* **REQUIREMENT**:
From the line that holds "Exercise. Put one point on every instance of the hand" to the last line of the data, copy everything exactly; leave out all the rest.

* **PROVIDED DATA**:
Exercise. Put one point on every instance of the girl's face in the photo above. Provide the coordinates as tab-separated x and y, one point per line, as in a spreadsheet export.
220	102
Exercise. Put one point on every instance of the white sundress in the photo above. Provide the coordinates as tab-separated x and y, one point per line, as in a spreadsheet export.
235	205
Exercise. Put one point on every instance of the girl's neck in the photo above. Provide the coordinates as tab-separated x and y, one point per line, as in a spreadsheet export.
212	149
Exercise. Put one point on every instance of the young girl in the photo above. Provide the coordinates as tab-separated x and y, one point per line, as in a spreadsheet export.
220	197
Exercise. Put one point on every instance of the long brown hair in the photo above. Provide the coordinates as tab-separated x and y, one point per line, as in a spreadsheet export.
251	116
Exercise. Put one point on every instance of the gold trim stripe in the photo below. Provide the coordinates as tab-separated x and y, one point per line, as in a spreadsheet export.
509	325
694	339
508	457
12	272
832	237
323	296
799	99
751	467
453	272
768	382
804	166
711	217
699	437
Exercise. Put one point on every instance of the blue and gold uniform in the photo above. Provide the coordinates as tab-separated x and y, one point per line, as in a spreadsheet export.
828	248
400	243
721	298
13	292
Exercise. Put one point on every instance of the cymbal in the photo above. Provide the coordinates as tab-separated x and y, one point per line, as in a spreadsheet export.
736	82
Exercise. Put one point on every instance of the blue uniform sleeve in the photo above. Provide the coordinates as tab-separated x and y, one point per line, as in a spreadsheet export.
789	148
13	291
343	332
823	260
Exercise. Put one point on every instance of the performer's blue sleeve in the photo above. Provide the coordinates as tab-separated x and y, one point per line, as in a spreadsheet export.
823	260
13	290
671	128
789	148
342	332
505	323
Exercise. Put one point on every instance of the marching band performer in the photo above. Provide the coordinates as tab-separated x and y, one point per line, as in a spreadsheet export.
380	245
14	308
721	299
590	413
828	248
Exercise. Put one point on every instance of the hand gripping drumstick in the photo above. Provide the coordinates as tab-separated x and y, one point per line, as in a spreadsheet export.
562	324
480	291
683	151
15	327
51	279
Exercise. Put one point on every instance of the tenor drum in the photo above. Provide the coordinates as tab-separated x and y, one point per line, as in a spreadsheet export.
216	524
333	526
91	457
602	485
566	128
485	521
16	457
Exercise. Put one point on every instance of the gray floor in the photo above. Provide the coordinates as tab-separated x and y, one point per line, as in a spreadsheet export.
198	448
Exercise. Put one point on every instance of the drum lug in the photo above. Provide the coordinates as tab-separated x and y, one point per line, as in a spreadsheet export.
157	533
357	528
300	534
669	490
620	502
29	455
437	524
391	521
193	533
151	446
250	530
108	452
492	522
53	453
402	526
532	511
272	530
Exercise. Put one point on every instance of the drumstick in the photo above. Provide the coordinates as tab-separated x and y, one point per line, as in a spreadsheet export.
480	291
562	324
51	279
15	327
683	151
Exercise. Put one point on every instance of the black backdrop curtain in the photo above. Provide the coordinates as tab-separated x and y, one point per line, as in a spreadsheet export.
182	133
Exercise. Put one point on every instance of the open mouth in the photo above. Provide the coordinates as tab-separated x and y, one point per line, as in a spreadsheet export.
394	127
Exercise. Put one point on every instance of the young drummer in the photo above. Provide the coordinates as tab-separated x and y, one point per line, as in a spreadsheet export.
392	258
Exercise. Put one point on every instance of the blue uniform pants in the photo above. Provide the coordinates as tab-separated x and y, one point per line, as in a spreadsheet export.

* **ANSWER TO THIS TASK**:
Exercise. Put one point on every instance of the hand gripping drumstick in the photo above. Provide the coordinates as tab-separated x and y, one point per line, as in a spreadsheet export.
562	324
480	291
683	151
15	327
51	279
Exercise. Put one point on every instance of the tenor drum in the photo above. Provide the coordinates as tab-separated x and y, one point per line, as in a spreadsheet export.
216	524
333	526
91	457
602	485
566	128
485	521
16	457
Exercise. Put one point on every instance of the gray floor in the photo above. Provide the coordinates as tab-separated x and y, one point per line, as in a spreadsheet export.
198	448
Exercise. Put one point on every instance of the drum lug in the photo above. Provide the coordinates as tab-separated x and y, one point per line, as in a spreadsheet export.
157	533
357	528
300	534
669	490
620	502
29	455
437	524
391	521
193	533
151	446
250	530
108	452
492	522
53	453
402	526
532	511
272	530
Exercise. Put one point on every instance of the drumstick in the photo above. Provide the coordinates as tab-separated x and y, one point per line, as in a spreadsheet export.
480	291
562	324
51	279
15	327
683	151
Exercise. Put one point on every instance of the black backdrop curtain in the photo above. Provide the coordinates as tab-separated x and y, one point per line, as in a spreadsheet export.
182	133
Exercise. Put one point on every instance of the open mouth in the photo above. Provide the coordinates as tab-separated x and y, one point per line, as in a spreadsheet export.
394	127
Exercise. Put one point on every instance of the young drummer in the photo above. Provide the coordinates as tab-separated x and y, one point per line, as in a spreadsheet export.
392	258
Exercise. Put one point on every instance of the blue uniform pants in the photo above. Provide the coordinates as tab-separated x and y, one point per line, as in a spreadsheet export.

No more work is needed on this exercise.